[Dataset entries]
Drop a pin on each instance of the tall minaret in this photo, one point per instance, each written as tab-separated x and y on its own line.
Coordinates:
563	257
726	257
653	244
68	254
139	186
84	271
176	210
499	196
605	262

Exercise
Having read the records, return each one exactly.

Task answer
Drop a pin on each instance of the tall minaret in this photo, one point per instance, each written as tab-separated x and y on its own line.
Coordinates:
563	257
726	257
653	244
68	254
139	186
84	271
176	210
499	196
605	262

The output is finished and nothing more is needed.